- **REQUIRED TASK**:
List the lines from the one containing "Exercise. Point out the mascot" through the final line of the items below, both included, as a numbered list without blank lines.

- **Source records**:
——————

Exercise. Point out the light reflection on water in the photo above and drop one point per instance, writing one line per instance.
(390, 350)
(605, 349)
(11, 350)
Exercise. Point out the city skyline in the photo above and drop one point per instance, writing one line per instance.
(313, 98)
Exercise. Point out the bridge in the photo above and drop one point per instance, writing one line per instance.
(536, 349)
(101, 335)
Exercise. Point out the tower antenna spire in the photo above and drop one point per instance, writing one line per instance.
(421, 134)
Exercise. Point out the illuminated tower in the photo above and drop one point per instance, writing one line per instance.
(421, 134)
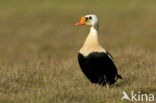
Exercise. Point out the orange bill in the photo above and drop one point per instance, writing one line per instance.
(82, 21)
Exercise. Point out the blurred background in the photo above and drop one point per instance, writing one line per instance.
(29, 29)
(42, 34)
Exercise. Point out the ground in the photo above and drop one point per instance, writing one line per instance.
(39, 43)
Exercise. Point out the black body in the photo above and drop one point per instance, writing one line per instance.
(99, 68)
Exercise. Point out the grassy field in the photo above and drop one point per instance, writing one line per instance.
(39, 43)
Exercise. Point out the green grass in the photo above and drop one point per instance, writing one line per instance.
(39, 43)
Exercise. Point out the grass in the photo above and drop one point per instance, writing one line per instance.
(39, 44)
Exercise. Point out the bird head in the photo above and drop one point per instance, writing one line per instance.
(91, 20)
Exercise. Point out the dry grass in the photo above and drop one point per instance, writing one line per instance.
(39, 45)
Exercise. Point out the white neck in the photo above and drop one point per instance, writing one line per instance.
(92, 38)
(91, 44)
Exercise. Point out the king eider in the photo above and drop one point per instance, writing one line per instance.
(95, 62)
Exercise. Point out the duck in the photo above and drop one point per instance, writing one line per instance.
(96, 63)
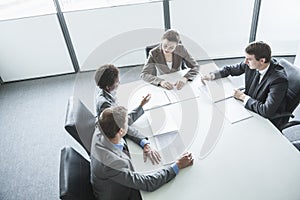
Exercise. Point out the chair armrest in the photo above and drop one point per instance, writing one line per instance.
(285, 114)
(297, 144)
(290, 124)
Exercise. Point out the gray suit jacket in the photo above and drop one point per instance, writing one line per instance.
(113, 176)
(268, 98)
(106, 100)
(156, 64)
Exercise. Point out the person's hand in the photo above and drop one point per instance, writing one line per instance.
(166, 85)
(238, 94)
(185, 160)
(145, 99)
(208, 77)
(152, 154)
(180, 83)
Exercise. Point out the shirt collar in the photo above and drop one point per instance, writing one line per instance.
(120, 145)
(262, 72)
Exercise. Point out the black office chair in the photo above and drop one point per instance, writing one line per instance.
(292, 128)
(148, 49)
(74, 176)
(80, 123)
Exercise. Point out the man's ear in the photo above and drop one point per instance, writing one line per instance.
(262, 60)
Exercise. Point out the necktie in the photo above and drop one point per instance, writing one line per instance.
(254, 83)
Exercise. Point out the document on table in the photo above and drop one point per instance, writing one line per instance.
(218, 90)
(165, 134)
(158, 97)
(233, 110)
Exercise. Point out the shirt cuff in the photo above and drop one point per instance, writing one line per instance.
(246, 99)
(175, 168)
(212, 76)
(144, 142)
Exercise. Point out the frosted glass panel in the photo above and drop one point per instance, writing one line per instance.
(32, 47)
(279, 25)
(115, 35)
(11, 9)
(221, 28)
(72, 5)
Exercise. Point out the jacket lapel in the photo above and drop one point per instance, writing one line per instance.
(263, 81)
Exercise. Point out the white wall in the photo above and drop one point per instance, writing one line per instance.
(32, 47)
(115, 35)
(279, 25)
(220, 28)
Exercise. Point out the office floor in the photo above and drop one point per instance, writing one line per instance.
(32, 130)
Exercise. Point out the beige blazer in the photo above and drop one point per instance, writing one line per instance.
(156, 64)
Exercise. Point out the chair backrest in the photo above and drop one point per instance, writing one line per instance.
(293, 76)
(148, 49)
(80, 123)
(74, 176)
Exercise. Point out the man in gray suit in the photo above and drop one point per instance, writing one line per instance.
(266, 82)
(112, 173)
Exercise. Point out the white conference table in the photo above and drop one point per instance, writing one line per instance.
(246, 160)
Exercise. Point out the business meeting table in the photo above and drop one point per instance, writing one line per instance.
(242, 159)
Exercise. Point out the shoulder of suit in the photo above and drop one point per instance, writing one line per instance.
(156, 50)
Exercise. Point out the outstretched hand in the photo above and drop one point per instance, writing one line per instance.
(208, 77)
(180, 83)
(152, 154)
(145, 99)
(185, 160)
(167, 85)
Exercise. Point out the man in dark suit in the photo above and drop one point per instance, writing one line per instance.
(112, 173)
(266, 82)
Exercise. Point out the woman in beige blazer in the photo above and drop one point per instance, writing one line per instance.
(167, 58)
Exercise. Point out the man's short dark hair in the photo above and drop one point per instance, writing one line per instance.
(259, 50)
(112, 119)
(106, 76)
(171, 35)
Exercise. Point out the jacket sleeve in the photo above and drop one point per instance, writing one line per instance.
(149, 73)
(119, 172)
(275, 95)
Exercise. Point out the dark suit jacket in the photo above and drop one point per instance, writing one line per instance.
(113, 176)
(268, 98)
(105, 100)
(156, 64)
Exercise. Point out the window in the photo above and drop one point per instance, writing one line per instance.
(72, 5)
(13, 9)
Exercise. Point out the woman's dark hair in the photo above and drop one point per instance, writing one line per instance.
(111, 120)
(106, 76)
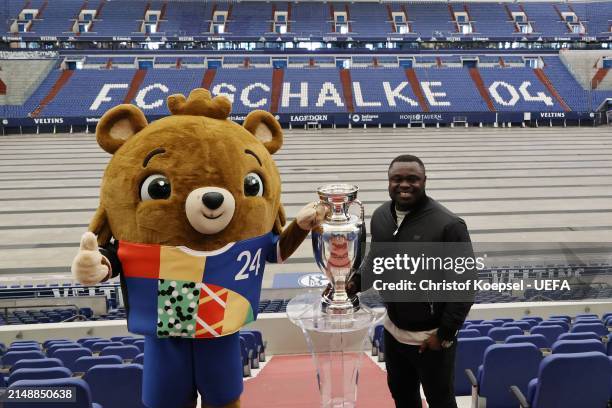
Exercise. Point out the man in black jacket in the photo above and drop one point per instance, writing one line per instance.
(420, 337)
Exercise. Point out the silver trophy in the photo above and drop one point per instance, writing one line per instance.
(336, 244)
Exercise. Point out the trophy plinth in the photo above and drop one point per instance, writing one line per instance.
(336, 244)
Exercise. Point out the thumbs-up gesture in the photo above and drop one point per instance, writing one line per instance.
(89, 267)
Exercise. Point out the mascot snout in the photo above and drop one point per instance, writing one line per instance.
(210, 209)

——————

- **COMPLETED EXERCISE**:
1. Exercise. Point out the mascot snout in the photo above and drop one point per instance, writing one line per instance.
2. (210, 209)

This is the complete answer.